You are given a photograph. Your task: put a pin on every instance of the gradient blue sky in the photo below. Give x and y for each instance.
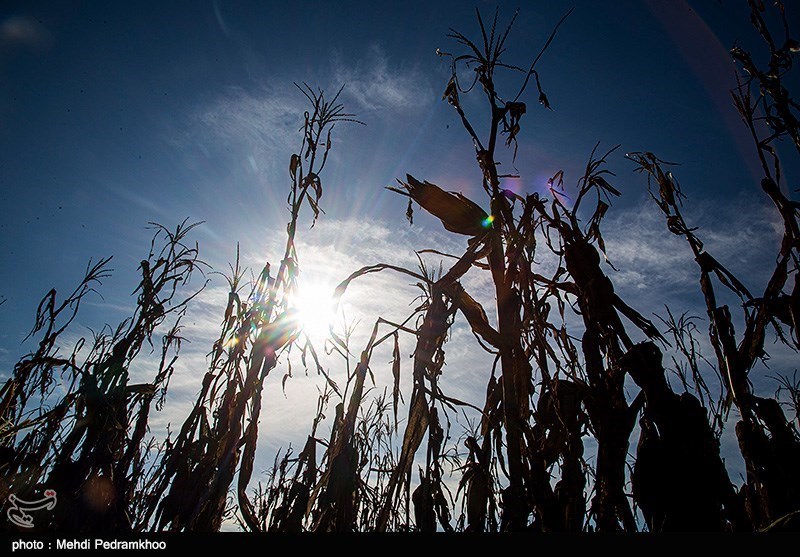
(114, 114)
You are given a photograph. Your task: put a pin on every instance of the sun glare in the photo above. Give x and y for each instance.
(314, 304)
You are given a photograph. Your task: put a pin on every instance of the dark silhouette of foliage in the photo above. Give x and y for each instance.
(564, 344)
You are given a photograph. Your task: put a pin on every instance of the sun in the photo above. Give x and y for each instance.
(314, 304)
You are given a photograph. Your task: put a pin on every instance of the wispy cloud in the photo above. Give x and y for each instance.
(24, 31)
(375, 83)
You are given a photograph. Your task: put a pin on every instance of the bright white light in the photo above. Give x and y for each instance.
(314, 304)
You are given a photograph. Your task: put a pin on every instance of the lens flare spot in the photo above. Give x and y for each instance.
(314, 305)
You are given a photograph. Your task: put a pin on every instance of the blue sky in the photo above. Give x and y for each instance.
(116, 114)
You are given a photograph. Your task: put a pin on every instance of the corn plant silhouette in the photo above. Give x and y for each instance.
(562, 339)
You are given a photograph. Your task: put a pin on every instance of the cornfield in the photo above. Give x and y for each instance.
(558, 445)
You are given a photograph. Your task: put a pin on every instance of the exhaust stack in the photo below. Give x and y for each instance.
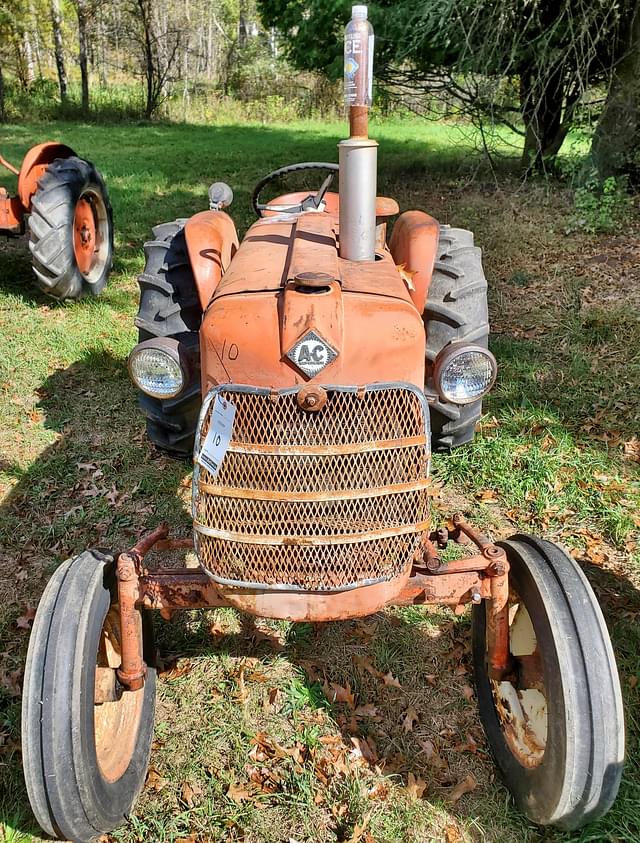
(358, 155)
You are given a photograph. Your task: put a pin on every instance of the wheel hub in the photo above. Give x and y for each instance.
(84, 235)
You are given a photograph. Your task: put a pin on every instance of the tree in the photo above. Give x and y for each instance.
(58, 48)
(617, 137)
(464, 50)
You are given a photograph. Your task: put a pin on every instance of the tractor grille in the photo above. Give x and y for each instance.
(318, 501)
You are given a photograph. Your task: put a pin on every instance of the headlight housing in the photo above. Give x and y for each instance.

◆ **WORK ITEM**
Exact copies of all the entries are needed; output them without the pictures.

◆ **SOLUTION**
You are given a photograph. Your task: put a pin on every instance of the gradient blue sky in the photo below. Give x and y for each instance.
(114, 114)
You are given a photograph. Your task: put a pin on every instance of the sun glare in the photo above. Give x and y for each instance.
(314, 304)
You are given a photograph. Your task: put a pin on every instance of the dark silhouette of foliage in the photo above. Give x and y for each instance.
(564, 344)
You are given a photograph. Your task: put a pin on every instance of the sun in the photo above. Give x and y for each instance.
(314, 304)
You are given a photograph. Your task: put a pin on every instance of the wispy cloud in the photo above. Give x and y for each instance.
(24, 31)
(375, 83)
You are given a photograph. Your task: put a pin on every instance of the bright white light in the photo above. Give x and y for each instance.
(314, 304)
You are given a photograph. Your task: put a pin on every instance of the lens flare spot in the photo above. Give x and y for each instance.
(314, 305)
You are given a photograph. Your task: put a pin on every instance of the blue sky in the photo above. Give x and y for each instance.
(116, 114)
You are given a photograph. Your task: put a pin on every instance of the corn plant silhouette in the photo above. Give x and y for each instance.
(562, 339)
You are given a photograph. Your task: put a pin on every instance of the cornfield in the photo above. Give x and y for each instance.
(558, 445)
You are given a photograph. Your task: put a pin on every instance of the exhaust stack in the photo below. Give x and y for each instance.
(358, 155)
You are given a photograph. Your task: put a pin on every instance of the wheel hub in the photo above. Give x and y for each instance.
(84, 235)
You are given a photograph. Your task: put a pin on every instance of the tree in the photo above. Give x and y for each instance.
(58, 48)
(617, 137)
(464, 50)
You are given a photograph. Your task: put a pin on every instance of the tractor grille in the photo above. Give x and y for each instance.
(318, 501)
You are given a photograph. Your task: put a pin on every instance of the headlight housing in the photo above. Give x and y for each instance.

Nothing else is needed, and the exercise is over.